__Instructions to follow__
Only the lines from the start of the data through the line with "positive clicks: (307, 325)" belong in the copy. Restate them word for word, minus the pictures.

__Dataset excerpts__
*** Block opens ***
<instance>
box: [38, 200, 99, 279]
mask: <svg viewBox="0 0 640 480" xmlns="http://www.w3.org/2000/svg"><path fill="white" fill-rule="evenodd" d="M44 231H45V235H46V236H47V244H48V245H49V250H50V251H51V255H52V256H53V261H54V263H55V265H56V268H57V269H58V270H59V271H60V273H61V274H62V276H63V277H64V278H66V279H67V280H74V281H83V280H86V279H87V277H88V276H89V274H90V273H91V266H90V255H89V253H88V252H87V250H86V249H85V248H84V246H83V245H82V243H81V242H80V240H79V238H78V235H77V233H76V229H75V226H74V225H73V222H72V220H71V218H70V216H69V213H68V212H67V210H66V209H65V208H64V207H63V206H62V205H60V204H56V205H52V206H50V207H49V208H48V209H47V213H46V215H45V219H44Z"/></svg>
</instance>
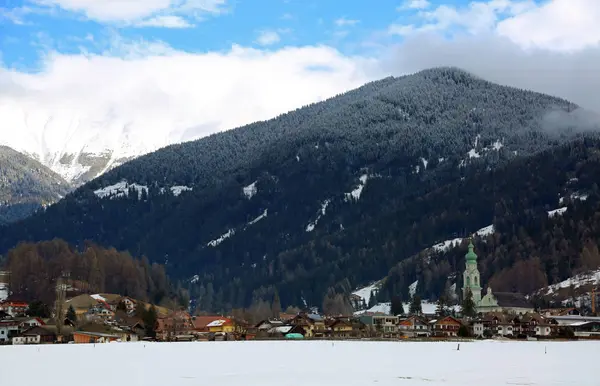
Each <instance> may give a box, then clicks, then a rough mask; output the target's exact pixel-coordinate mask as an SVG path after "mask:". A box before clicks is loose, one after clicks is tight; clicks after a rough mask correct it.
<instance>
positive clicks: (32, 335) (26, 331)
mask: <svg viewBox="0 0 600 386" xmlns="http://www.w3.org/2000/svg"><path fill="white" fill-rule="evenodd" d="M21 335H23V336H35V335H40V336H55V334H54V332H52V331H49V330H47V329H45V328H43V327H38V326H36V327H31V328H30V329H29V330H27V331H24V332H23V333H22V334H21Z"/></svg>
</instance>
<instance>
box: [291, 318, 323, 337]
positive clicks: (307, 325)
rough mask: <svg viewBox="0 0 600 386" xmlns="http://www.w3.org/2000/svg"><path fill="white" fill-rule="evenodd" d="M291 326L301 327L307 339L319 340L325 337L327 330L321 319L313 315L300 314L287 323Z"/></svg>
mask: <svg viewBox="0 0 600 386" xmlns="http://www.w3.org/2000/svg"><path fill="white" fill-rule="evenodd" d="M289 324H290V325H292V326H298V327H302V328H303V329H304V331H306V334H305V335H304V336H305V337H307V338H319V337H323V336H325V334H326V333H327V329H326V327H325V321H324V320H323V317H322V316H321V315H318V314H314V313H305V312H301V313H300V314H298V315H296V316H295V317H294V318H293V319H292V320H290V321H289Z"/></svg>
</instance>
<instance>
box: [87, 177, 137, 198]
mask: <svg viewBox="0 0 600 386" xmlns="http://www.w3.org/2000/svg"><path fill="white" fill-rule="evenodd" d="M130 188H133V189H134V190H136V191H137V194H138V199H141V197H142V192H144V191H145V192H146V193H148V187H147V186H145V185H138V184H136V183H133V184H129V183H128V182H127V181H121V182H117V183H116V184H114V185H110V186H107V187H104V188H101V189H98V190H95V191H94V194H95V195H96V196H98V197H99V198H107V197H108V198H117V197H124V196H127V195H129V189H130Z"/></svg>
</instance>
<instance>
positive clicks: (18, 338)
mask: <svg viewBox="0 0 600 386" xmlns="http://www.w3.org/2000/svg"><path fill="white" fill-rule="evenodd" d="M55 341H56V334H55V333H54V332H52V331H50V330H48V329H45V328H43V327H39V326H35V327H31V328H30V329H28V330H27V331H25V332H23V333H21V334H19V336H17V337H13V339H12V343H13V344H40V343H54V342H55Z"/></svg>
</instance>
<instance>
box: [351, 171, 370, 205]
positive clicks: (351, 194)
mask: <svg viewBox="0 0 600 386" xmlns="http://www.w3.org/2000/svg"><path fill="white" fill-rule="evenodd" d="M368 178H369V176H368V175H367V174H363V175H362V176H360V184H359V185H358V187H357V188H356V189H354V190H353V191H352V192H350V193H346V201H358V199H359V198H360V195H361V194H362V191H363V189H364V187H365V185H366V184H367V179H368Z"/></svg>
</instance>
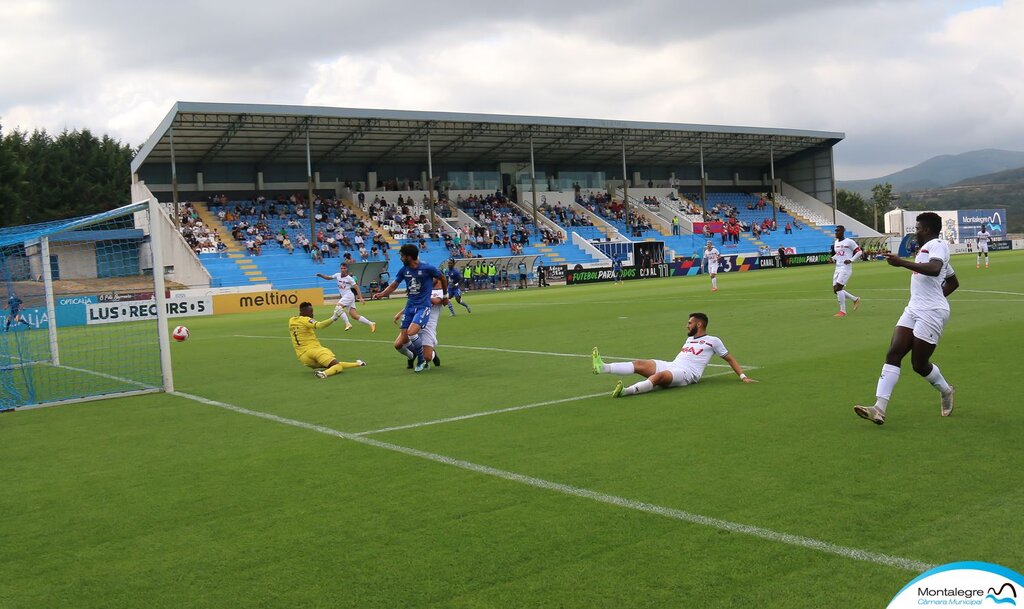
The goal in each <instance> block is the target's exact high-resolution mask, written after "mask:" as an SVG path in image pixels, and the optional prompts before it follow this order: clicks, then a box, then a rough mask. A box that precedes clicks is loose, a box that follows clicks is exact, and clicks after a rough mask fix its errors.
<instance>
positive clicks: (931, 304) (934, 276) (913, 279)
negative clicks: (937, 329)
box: [907, 238, 950, 311]
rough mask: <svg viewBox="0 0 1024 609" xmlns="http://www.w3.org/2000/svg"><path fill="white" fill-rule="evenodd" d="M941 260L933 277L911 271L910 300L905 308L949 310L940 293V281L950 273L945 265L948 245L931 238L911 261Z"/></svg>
mask: <svg viewBox="0 0 1024 609" xmlns="http://www.w3.org/2000/svg"><path fill="white" fill-rule="evenodd" d="M933 259H937V260H941V261H942V269H940V270H939V274H938V275H937V276H934V277H930V276H928V275H925V274H922V273H918V272H915V273H913V274H912V275H911V276H910V302H909V303H907V308H910V309H918V310H936V309H938V310H943V311H949V302H948V301H947V300H946V297H945V296H943V295H942V281H944V280H945V278H946V276H947V274H950V273H949V272H948V271H947V270H946V267H948V266H949V246H947V245H946V243H945V242H944V241H942V240H938V238H933V240H932V241H930V242H928V243H927V244H925V245H924V246H922V248H921V250H919V251H918V256H916V257H914V259H913V261H914V262H918V263H927V262H928V261H929V260H933Z"/></svg>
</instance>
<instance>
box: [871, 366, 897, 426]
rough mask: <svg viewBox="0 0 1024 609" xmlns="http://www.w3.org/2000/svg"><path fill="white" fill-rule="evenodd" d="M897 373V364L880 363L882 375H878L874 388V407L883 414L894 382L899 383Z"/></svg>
mask: <svg viewBox="0 0 1024 609" xmlns="http://www.w3.org/2000/svg"><path fill="white" fill-rule="evenodd" d="M899 373H900V369H899V366H898V365H890V364H888V363H884V364H882V376H881V377H879V385H878V387H877V388H876V389H874V400H876V401H874V407H876V408H878V409H880V410H882V414H883V415H885V412H886V407H887V406H888V405H889V398H890V397H892V395H893V389H895V388H896V383H899Z"/></svg>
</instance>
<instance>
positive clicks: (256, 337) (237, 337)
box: [232, 334, 757, 368]
mask: <svg viewBox="0 0 1024 609" xmlns="http://www.w3.org/2000/svg"><path fill="white" fill-rule="evenodd" d="M232 338H237V339H269V340H279V341H284V340H291V339H289V338H288V337H287V336H265V335H251V334H236V335H233V336H232ZM317 338H318V339H319V341H321V342H322V343H323V342H325V341H328V342H333V343H377V344H388V345H390V344H392V343H394V341H385V340H381V339H336V338H325V337H317ZM437 348H438V350H441V349H468V350H472V351H494V352H496V353H517V354H520V355H551V356H553V357H585V358H590V357H591V355H590V353H556V352H554V351H526V350H523V349H501V348H498V347H475V346H471V345H438V346H437ZM601 357H602V358H604V359H617V360H622V361H633V360H636V359H650V358H649V357H623V356H620V355H605V354H603V353H602V354H601ZM708 365H710V366H714V367H729V365H728V364H726V363H709V364H708ZM749 367H752V368H756V367H757V366H749Z"/></svg>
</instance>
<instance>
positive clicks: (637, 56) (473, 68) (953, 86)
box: [0, 0, 1024, 179]
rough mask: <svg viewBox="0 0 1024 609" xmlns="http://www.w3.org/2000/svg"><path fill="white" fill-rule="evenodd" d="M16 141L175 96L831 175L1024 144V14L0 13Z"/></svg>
mask: <svg viewBox="0 0 1024 609" xmlns="http://www.w3.org/2000/svg"><path fill="white" fill-rule="evenodd" d="M0 57H2V58H3V59H2V60H0V122H2V126H3V129H4V130H5V131H6V130H10V129H13V128H20V129H23V130H32V129H36V128H45V129H48V130H51V131H54V130H55V131H59V130H61V129H65V128H68V129H78V128H88V129H91V130H92V131H94V132H96V133H108V134H111V135H113V136H115V137H118V138H120V139H122V140H123V141H126V142H128V143H131V144H133V145H135V144H138V143H141V142H142V141H144V140H145V139H146V138H147V137H148V136H150V134H151V133H152V132H153V130H154V129H155V128H156V126H157V124H158V123H159V121H160V120H161V119H162V118H163V117H164V116H165V115H166V114H167V112H168V111H169V110H170V107H171V104H172V103H173V102H174V101H176V100H189V101H239V102H263V103H297V104H314V105H337V106H346V107H376V108H397V110H424V111H451V112H478V113H490V114H516V115H540V116H556V117H583V118H596V119H623V120H639V121H666V122H678V123H698V124H712V125H748V126H758V127H784V128H794V129H819V130H827V131H842V132H845V133H846V136H847V137H846V140H845V141H843V142H842V143H841V144H840V145H839V146H838V147H837V151H836V160H837V173H838V177H839V178H840V179H854V178H865V177H874V176H878V175H882V174H885V173H888V172H890V171H894V170H898V169H902V168H904V167H908V166H911V165H914V164H916V163H920V162H921V161H924V160H926V159H928V158H930V157H933V156H936V155H941V154H957V153H963V151H967V150H972V149H977V148H985V147H999V148H1008V149H1018V150H1021V149H1024V0H1002V1H999V0H889V1H885V2H866V1H856V0H833V1H830V2H821V1H819V0H771V1H767V0H742V1H739V0H718V1H717V2H709V1H707V0H701V1H699V2H695V1H692V0H683V1H680V0H676V1H672V0H632V1H627V2H623V1H622V0H615V1H613V2H612V1H609V0H592V1H589V2H584V1H582V0H562V1H556V2H552V1H550V0H548V1H541V0H520V1H519V2H514V3H506V4H499V3H488V2H478V1H470V0H437V1H435V2H432V3H423V2H420V1H415V2H413V1H409V0H399V1H394V2H380V1H378V2H371V1H367V0H343V1H341V2H324V1H313V0H289V1H286V2H282V1H280V0H275V1H272V2H267V1H265V0H247V1H242V0H179V1H178V2H154V1H152V0H133V1H131V2H128V1H120V0H90V1H81V0H0Z"/></svg>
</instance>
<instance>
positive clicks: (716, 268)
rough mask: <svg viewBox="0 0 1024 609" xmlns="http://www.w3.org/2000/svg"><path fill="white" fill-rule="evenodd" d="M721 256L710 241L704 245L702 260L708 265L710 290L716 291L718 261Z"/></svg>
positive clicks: (717, 291)
mask: <svg viewBox="0 0 1024 609" xmlns="http://www.w3.org/2000/svg"><path fill="white" fill-rule="evenodd" d="M721 258H722V255H721V254H719V252H718V249H717V248H716V247H715V246H714V245H712V243H711V242H708V244H707V245H705V256H703V262H705V264H707V265H708V274H709V275H711V291H712V292H718V262H719V260H721Z"/></svg>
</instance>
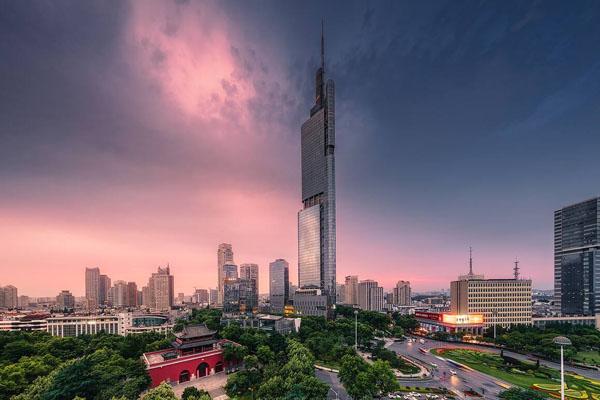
*** Block closes ***
__Expected answer__
<instance>
box: [38, 200, 99, 279]
mask: <svg viewBox="0 0 640 480" xmlns="http://www.w3.org/2000/svg"><path fill="white" fill-rule="evenodd" d="M44 231H45V235H46V236H47V244H48V245H49V250H50V251H51V255H52V256H53V261H54V263H55V265H56V268H57V269H58V270H59V271H60V273H61V274H62V276H63V277H64V278H66V279H67V280H74V281H83V280H86V279H87V277H88V276H89V274H90V273H91V266H90V255H89V253H88V252H87V250H86V249H85V248H84V246H83V245H82V243H81V242H80V240H79V238H78V235H77V233H76V229H75V226H74V225H73V222H72V220H71V218H70V216H69V213H68V212H67V210H66V209H65V208H64V207H63V206H62V205H60V204H56V205H52V206H50V207H49V208H48V209H47V213H46V215H45V219H44Z"/></svg>
</instance>
Each <instance> may give a box, then clicks, then a rough mask; output the target's exact pixel-coordinate mask as an SVG path after "mask:". A box before clicks is loose, one after clicks is tight; clicks after a rough mask correct it.
<instance>
positive clicks: (32, 335) (26, 331)
mask: <svg viewBox="0 0 600 386" xmlns="http://www.w3.org/2000/svg"><path fill="white" fill-rule="evenodd" d="M21 335H23V336H35V335H40V336H55V334H54V332H52V331H49V330H47V329H45V328H43V327H38V326H36V327H31V328H30V329H29V330H27V331H24V332H23V333H22V334H21Z"/></svg>
</instance>
<instance>
box: [291, 318, 323, 337]
positive clicks: (307, 325)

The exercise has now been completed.